• _Task material_:

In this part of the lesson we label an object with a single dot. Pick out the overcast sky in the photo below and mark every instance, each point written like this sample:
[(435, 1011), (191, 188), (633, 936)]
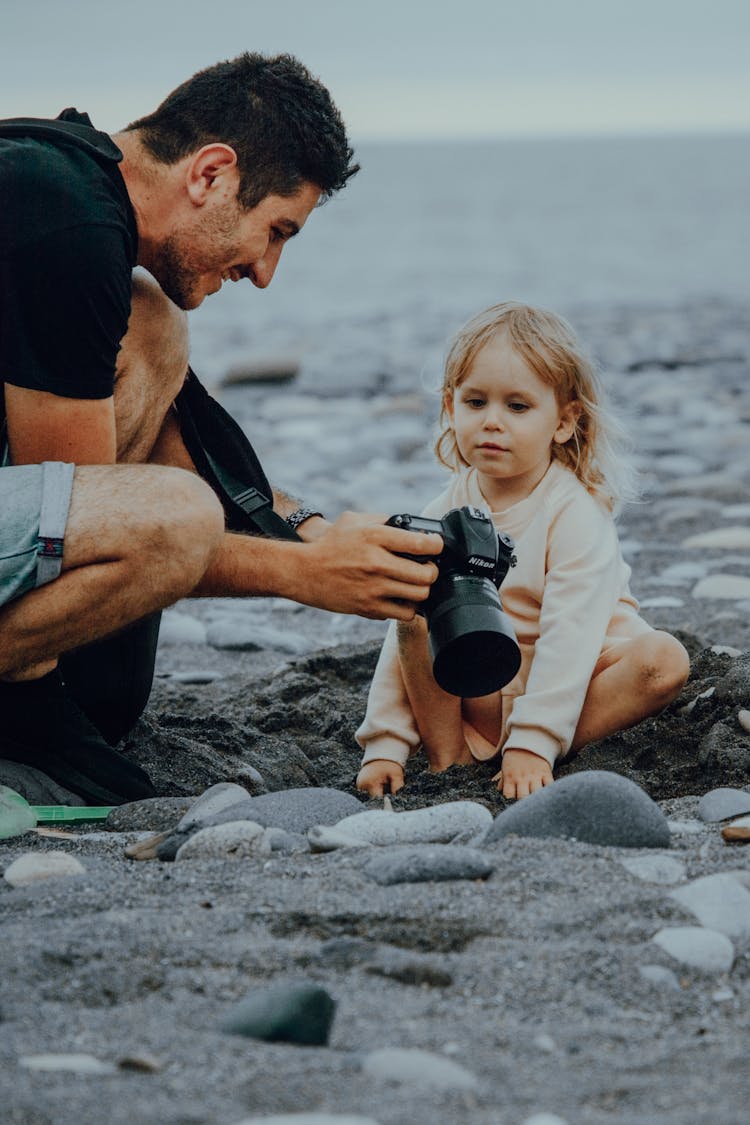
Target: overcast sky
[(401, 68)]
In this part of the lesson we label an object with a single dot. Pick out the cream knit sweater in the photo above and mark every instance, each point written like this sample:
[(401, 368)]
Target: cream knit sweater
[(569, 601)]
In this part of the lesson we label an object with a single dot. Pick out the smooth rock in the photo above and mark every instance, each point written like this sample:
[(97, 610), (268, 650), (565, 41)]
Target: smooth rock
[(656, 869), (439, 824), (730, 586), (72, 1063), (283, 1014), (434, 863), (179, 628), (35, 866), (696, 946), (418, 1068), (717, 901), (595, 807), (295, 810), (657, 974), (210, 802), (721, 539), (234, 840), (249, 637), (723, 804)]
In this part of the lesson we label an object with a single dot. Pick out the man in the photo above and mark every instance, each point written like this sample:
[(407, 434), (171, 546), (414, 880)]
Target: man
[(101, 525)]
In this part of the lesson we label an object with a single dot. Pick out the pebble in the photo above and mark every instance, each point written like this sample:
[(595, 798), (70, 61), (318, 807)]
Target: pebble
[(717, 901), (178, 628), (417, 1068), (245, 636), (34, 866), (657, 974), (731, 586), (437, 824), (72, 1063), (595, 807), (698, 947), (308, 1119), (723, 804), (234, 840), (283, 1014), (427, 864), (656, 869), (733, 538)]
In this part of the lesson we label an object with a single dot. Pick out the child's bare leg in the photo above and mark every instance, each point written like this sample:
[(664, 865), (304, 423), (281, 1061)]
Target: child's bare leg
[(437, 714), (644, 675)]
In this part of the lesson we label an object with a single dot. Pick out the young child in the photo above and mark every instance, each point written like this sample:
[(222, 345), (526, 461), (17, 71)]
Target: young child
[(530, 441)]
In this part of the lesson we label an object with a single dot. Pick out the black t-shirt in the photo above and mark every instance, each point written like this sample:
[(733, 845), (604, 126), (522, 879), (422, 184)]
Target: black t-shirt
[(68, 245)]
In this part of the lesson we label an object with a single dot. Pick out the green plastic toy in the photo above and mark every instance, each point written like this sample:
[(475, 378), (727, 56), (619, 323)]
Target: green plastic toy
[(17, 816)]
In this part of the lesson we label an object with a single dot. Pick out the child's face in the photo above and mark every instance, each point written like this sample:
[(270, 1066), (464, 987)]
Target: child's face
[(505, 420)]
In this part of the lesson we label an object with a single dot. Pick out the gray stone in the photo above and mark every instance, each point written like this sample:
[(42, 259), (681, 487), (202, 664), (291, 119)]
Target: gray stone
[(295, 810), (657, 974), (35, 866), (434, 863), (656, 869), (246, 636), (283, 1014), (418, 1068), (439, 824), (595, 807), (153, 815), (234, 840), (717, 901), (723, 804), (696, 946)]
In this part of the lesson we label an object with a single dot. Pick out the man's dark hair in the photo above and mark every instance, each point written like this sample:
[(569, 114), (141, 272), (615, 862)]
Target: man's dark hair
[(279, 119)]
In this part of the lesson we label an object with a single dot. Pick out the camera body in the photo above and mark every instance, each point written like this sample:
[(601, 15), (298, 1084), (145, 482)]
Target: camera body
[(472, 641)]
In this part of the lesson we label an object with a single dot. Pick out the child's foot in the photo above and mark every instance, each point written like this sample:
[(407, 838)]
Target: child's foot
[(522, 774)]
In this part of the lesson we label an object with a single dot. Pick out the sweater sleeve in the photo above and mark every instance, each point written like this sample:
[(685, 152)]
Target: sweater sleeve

• _Aim of the task_:
Return, word for word, the lines of the entries above from the line containing "out the gray" through the final line of the entries, including both of those lines.

• _Worked solution_:
In this part of the lesson we label an object with a single dot. Pick out the gray stone in the photo above and mark every instance, each point written like this sample:
[(42, 259), (681, 487), (202, 664), (291, 119)]
Target: gray stone
[(295, 810), (657, 974), (35, 866), (434, 863), (656, 869), (246, 636), (283, 1014), (418, 1068), (439, 824), (595, 807), (153, 815), (234, 840), (717, 901), (723, 804), (696, 946)]
In this part of the lesson we label an object with a single dot. Pick out the man's dark hair in the photo above and mark every instance, each point written like this sample:
[(569, 114), (141, 272), (615, 862)]
Target: man's dark hair
[(279, 119)]
In this part of the lesson we label an object with a single dot. Pick out the camera body in the photo above and mark every instance, each point written like this sample:
[(601, 15), (298, 1084), (145, 482)]
Target: camera body
[(472, 641)]
In this part of the lesson we label an object with a single dot. Pick out the child's foot in the photo above and mark every instance, each point written like this sample:
[(407, 838)]
Target: child's foot
[(522, 774)]
In this part of the lesson we label an object with a single dot. Pick out the sweater sleeve in the photo above and mark every instance, each point written like this sample:
[(685, 152)]
Target: sweater sleeve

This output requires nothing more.